Some records:
— Start —
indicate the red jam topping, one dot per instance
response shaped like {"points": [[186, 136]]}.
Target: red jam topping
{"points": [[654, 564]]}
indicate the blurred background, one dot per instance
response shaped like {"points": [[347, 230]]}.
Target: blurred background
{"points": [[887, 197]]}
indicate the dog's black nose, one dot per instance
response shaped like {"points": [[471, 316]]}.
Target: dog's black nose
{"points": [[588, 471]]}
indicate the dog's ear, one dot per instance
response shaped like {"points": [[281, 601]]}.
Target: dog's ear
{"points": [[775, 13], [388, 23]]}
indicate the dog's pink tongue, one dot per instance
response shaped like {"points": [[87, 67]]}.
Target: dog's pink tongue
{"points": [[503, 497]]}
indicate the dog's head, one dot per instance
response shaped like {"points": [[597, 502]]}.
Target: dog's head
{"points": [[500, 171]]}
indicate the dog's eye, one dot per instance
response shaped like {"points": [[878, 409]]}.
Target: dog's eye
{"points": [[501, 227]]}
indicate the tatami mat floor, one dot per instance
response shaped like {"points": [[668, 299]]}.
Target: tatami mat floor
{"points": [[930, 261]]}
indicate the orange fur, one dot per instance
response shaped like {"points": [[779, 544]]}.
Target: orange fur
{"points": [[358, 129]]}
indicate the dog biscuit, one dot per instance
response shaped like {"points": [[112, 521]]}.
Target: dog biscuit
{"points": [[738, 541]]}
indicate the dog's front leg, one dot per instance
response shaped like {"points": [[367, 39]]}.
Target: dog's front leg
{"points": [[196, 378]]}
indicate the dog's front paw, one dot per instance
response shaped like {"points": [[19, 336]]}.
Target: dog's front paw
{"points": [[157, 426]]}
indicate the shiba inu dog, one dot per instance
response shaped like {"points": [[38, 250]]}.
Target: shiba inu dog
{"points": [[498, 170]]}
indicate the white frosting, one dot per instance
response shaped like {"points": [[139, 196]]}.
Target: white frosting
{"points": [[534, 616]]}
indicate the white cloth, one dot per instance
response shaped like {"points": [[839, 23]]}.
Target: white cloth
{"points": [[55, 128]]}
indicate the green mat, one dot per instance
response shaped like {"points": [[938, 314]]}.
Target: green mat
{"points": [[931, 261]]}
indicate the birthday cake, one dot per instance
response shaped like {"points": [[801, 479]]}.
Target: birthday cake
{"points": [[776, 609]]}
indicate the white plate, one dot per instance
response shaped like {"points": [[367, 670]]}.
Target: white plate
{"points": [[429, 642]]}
— End —
**Work to be completed:** Please reproduce all of the records above word for word.

**Correct output:**
indicate the red jam topping, one dot per instance
response shaped like {"points": [[186, 136]]}.
Target: red jam topping
{"points": [[654, 564]]}
indicate the blurred background, one dot per instance
response shaped like {"points": [[347, 230]]}.
Target: blurred background
{"points": [[887, 197]]}
indicate the dog's black nose, one dot per instance
response shaped like {"points": [[471, 316]]}.
Target: dog's black nose
{"points": [[588, 471]]}
indicate the dog's ear, one dot per instance
response shaped like {"points": [[281, 601]]}.
Target: dog's ear
{"points": [[775, 13], [388, 23]]}
indicate the dog's pink tongue, one dot per instance
response shaped like {"points": [[87, 67]]}.
Target: dog's pink tongue
{"points": [[503, 497]]}
indicate the dog's head, one dot per instance
response shaped like {"points": [[597, 502]]}.
Target: dog's head
{"points": [[500, 171]]}
indicate the dog's eye, one dot per instance
response shaped like {"points": [[878, 409]]}.
Target: dog's eye
{"points": [[501, 227]]}
indicate the tatami mat floor, one dot per instance
response shaped like {"points": [[668, 299]]}.
Target: tatami mat floor
{"points": [[930, 261]]}
indicate the orange fur, one dot per instance
response shaped like {"points": [[779, 544]]}.
Target: orange fur
{"points": [[358, 129]]}
indicate the dog biscuit, one dot per instance
response shaped like {"points": [[112, 521]]}.
Target: dog biscuit
{"points": [[738, 541]]}
indicate the dog's front leg, one dot per instance
response shaped like {"points": [[367, 39]]}.
Target: dog's front leg
{"points": [[196, 378]]}
indicate the dog's front paw, one dot per instance
response shaped like {"points": [[19, 336]]}.
Target: dog's front paw
{"points": [[157, 426]]}
indicate the shiba inu dog, one dot per instance
response shaped like {"points": [[38, 250]]}.
Target: shiba inu dog
{"points": [[498, 170]]}
indicate the white frosting, one dot per instance
response shaped like {"points": [[139, 196]]}.
Target: white frosting
{"points": [[534, 616]]}
indicate the white cloth, one dot per instance
response shaped like {"points": [[839, 23]]}.
Target: white cloth
{"points": [[55, 128]]}
indicate the green mat, one dot per instance
response shaped like {"points": [[938, 314]]}.
Target: green mat
{"points": [[931, 261]]}
indicate the birthday cake, one dot per instance
response shaped like {"points": [[801, 479]]}.
Target: birthday cake
{"points": [[776, 609]]}
indicate the white plate, one dot per instance
response shaped like {"points": [[367, 670]]}.
Target: white plate
{"points": [[429, 642]]}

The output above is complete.